WRITTEN INSTRUCTION: Copy the records below word for word, leaving out the pictures.
---- GIVEN INFORMATION
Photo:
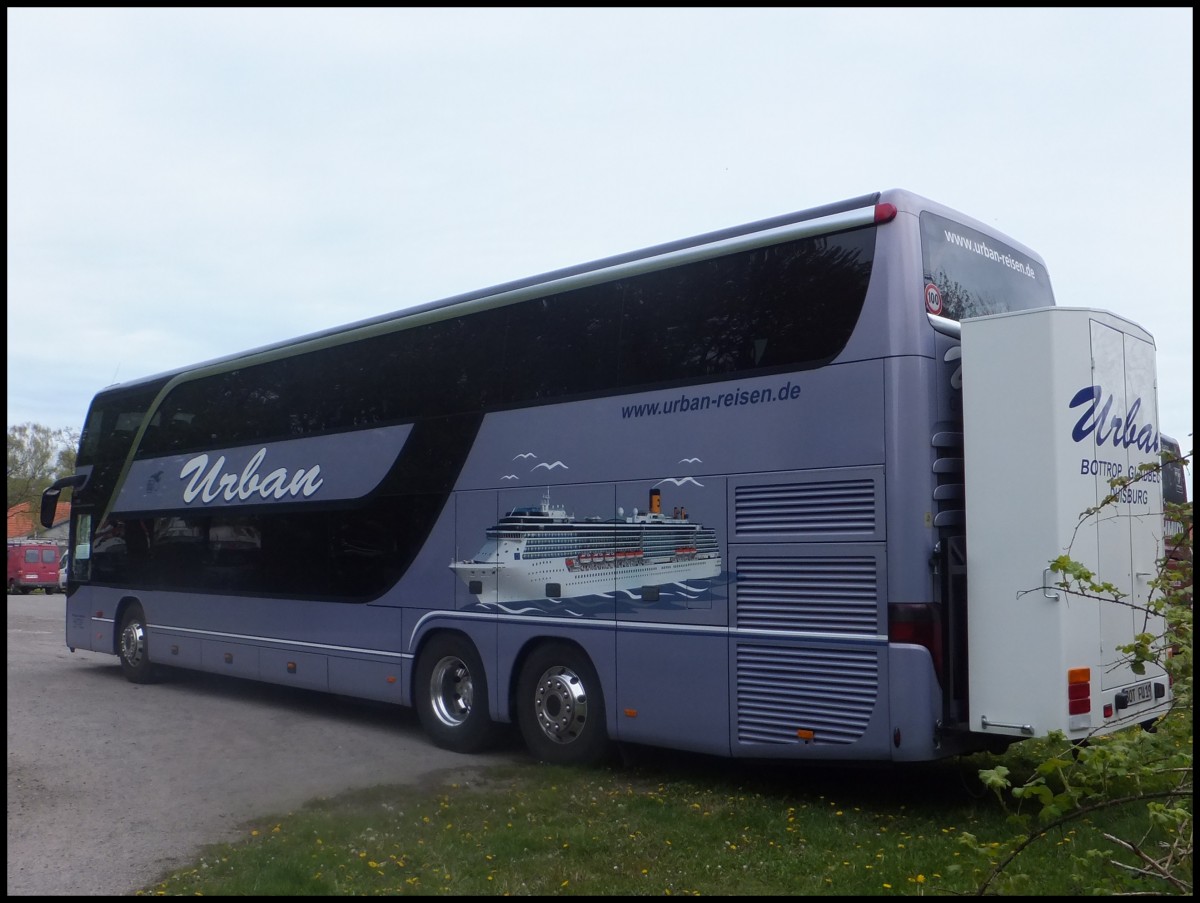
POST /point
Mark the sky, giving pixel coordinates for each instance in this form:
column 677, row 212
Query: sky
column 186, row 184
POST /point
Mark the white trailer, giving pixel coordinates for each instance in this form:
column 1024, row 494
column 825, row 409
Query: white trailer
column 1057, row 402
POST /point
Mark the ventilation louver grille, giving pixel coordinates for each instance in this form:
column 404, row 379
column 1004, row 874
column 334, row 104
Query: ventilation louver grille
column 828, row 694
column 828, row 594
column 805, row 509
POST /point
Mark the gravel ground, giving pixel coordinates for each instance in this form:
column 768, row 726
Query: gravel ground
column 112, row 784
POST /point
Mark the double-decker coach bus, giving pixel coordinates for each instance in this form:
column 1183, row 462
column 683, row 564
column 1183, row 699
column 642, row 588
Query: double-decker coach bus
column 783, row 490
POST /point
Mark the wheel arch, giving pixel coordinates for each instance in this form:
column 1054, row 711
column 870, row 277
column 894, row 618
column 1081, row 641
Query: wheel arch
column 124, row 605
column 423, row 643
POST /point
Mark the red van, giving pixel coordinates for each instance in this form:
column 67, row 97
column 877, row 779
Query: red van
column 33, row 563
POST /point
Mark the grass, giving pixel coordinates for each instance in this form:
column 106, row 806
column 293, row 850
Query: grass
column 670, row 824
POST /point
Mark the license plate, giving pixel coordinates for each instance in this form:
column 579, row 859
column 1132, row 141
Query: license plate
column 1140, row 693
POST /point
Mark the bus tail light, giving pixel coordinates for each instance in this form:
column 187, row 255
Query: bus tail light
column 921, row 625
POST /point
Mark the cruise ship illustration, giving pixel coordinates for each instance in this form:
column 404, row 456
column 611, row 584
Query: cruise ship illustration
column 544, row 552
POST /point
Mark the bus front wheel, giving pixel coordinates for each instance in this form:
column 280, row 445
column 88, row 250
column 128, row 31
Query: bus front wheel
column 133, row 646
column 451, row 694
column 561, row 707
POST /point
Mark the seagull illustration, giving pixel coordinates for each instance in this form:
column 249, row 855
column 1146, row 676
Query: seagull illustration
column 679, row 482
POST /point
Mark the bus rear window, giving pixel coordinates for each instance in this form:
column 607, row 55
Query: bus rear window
--------
SOLUTION FOR THIS TASK:
Photo:
POST /point
Mark the sky, giving pixel coordinates for each instance in this form:
column 677, row 212
Query: sky
column 186, row 184
POST /point
Mark the white trailer, giving pixel coordinates for each instance in this form:
column 1024, row 494
column 825, row 409
Query: white trailer
column 1057, row 402
POST /point
Mark the ventilation louver grille, giving pixel coordinates for each instance in this form:
column 404, row 379
column 1004, row 874
column 334, row 104
Query: ventilation louver grille
column 828, row 694
column 828, row 594
column 805, row 509
POST /point
Mark the gravel ground, giving pixel coordinates for each instance in this form:
column 768, row 726
Query: gravel ground
column 112, row 784
POST /point
Mark the double-decker coach bus, giving pixel coordinates for each instance in this form:
column 1183, row 462
column 683, row 564
column 1183, row 699
column 642, row 588
Query: double-decker coach bus
column 783, row 490
POST /point
Mark the wheel arch, giving pixel coordinates for each instance in this form:
column 1054, row 711
column 870, row 277
column 894, row 618
column 1081, row 641
Query: wheel arch
column 124, row 605
column 423, row 643
POST /point
Mark the red van, giving pixel coordinates for each instance in this form:
column 67, row 97
column 877, row 779
Query: red van
column 33, row 563
POST /point
Mark the grass, giving pixel coordinates for each instance in this form:
column 106, row 806
column 293, row 850
Query: grass
column 670, row 824
POST /point
Mark the license plate, giving pixel coordinates for each instance in this form:
column 579, row 859
column 1132, row 141
Query: license plate
column 1140, row 693
POST /point
Mark the bus tail light, giving pixel coordinates for each instance in this form:
column 187, row 255
Query: bus tail light
column 921, row 625
POST /point
Mark the cruise ship illustration, giving pixel coordinates for each instance in this form:
column 404, row 456
column 611, row 584
Query: cruise ship illustration
column 544, row 552
POST /point
Mark the bus front wheel, giving pixel coordinates for each instance in this form:
column 280, row 445
column 88, row 250
column 128, row 31
Query: bus front wheel
column 133, row 646
column 451, row 694
column 561, row 707
POST /point
Mark the seagull illustration, giving pixel coordinates for each instance in this form:
column 249, row 855
column 1146, row 676
Query: seagull illustration
column 679, row 482
POST /point
Mark the bus rear window, giving pixel coordinates for each instance in this form:
column 607, row 55
Query: bus rear window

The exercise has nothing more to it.